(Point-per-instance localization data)
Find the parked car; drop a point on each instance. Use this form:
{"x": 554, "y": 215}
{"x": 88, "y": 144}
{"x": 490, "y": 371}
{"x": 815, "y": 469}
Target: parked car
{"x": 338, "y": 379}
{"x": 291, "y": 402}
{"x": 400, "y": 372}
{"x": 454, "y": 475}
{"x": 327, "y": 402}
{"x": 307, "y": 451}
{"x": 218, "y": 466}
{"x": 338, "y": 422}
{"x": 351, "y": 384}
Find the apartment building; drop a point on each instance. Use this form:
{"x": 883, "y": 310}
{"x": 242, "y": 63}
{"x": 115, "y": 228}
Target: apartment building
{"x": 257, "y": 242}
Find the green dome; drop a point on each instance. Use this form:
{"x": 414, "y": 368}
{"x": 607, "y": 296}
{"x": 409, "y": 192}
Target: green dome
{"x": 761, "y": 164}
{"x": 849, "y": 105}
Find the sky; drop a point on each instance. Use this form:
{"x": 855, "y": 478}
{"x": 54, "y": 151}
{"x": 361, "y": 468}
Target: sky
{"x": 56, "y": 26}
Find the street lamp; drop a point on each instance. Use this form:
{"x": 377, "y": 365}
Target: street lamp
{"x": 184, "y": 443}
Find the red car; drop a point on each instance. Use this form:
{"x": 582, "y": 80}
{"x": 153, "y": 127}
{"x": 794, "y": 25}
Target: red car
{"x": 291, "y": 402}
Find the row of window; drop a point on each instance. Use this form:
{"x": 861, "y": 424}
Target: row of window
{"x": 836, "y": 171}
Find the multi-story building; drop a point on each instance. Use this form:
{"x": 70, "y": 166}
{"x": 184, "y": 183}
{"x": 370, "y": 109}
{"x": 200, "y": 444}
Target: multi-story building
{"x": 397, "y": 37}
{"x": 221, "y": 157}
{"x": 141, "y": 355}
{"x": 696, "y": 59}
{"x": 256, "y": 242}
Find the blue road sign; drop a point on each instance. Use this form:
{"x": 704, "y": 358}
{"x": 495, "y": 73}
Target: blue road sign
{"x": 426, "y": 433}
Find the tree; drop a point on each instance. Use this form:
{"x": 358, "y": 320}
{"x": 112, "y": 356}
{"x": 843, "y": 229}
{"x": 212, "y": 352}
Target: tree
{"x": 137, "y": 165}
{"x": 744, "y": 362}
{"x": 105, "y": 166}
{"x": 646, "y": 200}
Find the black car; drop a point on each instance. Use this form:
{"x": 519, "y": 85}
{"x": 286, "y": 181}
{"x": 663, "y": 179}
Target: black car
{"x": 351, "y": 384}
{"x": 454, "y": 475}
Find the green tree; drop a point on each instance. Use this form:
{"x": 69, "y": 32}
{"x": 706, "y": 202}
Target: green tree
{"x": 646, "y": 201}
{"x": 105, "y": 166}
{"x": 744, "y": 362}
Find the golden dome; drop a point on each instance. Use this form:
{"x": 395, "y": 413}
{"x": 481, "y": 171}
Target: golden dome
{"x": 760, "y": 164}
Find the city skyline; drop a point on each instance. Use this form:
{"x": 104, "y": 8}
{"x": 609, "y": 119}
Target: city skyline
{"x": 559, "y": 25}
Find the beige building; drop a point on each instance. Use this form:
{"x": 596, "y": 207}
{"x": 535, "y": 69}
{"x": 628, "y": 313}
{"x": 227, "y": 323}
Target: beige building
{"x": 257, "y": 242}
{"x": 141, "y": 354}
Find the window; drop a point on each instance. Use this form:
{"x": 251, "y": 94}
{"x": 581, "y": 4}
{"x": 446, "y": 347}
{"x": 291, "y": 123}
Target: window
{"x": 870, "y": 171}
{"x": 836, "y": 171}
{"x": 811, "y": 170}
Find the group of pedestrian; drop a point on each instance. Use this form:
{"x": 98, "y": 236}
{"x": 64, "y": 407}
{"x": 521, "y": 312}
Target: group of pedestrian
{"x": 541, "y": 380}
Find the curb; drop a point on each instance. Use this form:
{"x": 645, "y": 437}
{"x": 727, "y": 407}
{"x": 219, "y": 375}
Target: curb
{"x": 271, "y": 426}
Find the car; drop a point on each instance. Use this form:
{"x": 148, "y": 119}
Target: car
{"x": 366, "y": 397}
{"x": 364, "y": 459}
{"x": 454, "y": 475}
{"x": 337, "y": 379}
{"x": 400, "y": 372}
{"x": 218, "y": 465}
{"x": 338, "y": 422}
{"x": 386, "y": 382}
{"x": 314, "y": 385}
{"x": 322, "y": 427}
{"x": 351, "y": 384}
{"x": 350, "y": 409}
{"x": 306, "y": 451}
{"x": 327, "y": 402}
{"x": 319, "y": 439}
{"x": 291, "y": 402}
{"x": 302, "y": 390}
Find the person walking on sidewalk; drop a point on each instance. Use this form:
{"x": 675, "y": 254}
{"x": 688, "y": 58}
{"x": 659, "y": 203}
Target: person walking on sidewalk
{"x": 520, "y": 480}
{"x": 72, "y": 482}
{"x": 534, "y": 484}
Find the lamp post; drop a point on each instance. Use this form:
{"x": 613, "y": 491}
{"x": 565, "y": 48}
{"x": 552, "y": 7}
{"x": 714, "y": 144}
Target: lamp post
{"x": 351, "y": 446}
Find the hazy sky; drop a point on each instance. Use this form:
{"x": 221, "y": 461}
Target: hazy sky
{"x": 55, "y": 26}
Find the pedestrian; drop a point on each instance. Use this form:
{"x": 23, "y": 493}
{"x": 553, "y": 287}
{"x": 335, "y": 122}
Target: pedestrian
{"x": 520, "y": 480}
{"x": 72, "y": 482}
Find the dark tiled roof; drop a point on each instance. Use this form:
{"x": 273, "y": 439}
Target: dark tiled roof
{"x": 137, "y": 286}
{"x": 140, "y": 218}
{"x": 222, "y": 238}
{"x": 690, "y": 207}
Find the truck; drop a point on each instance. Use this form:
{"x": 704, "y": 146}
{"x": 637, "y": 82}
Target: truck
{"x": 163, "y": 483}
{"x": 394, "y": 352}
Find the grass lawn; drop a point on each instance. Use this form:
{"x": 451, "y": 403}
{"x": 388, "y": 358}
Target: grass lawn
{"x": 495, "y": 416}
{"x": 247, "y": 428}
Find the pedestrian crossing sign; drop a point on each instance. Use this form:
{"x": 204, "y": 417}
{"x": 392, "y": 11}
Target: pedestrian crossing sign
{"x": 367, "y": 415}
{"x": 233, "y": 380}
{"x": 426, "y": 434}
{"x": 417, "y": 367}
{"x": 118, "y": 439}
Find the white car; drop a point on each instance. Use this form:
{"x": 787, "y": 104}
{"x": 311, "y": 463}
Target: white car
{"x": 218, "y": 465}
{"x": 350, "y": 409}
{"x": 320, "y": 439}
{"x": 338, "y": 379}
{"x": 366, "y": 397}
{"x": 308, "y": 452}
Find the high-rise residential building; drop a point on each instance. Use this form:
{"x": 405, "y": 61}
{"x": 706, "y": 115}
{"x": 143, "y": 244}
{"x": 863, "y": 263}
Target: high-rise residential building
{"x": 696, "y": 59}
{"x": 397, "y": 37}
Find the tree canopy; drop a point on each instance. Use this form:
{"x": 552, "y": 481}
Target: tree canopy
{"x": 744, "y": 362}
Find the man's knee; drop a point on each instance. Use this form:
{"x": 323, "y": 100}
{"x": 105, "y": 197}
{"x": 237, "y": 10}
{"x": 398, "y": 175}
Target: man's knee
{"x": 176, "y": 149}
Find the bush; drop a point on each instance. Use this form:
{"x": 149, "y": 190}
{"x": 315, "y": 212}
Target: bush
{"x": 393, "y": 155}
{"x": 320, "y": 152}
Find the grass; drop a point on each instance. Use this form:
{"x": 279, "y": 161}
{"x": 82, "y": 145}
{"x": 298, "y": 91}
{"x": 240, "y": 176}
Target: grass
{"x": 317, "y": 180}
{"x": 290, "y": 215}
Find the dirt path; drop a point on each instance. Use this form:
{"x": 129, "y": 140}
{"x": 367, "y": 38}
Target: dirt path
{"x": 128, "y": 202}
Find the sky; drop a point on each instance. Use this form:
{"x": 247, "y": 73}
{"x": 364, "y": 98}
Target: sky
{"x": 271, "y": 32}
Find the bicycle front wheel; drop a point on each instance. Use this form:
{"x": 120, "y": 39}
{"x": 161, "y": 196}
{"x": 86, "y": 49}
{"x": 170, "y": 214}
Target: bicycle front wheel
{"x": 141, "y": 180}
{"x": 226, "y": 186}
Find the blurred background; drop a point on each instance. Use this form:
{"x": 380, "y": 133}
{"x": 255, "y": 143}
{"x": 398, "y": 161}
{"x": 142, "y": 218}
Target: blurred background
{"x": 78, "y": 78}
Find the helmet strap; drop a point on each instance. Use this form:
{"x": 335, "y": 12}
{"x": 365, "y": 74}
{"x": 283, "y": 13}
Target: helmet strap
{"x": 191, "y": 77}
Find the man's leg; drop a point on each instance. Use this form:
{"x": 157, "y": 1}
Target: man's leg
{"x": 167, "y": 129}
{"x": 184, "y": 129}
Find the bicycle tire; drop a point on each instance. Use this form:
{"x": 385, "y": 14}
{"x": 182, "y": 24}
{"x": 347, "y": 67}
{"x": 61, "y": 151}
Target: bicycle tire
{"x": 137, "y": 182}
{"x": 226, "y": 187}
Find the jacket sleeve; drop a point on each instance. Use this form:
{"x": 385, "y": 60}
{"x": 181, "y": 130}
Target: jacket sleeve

Aim of the task >> What lines in the data above contain the word "jacket"? Show them all.

Response to this exercise >>
Find the jacket sleeve; drop a point on each instance. Use this form:
Target: jacket sleeve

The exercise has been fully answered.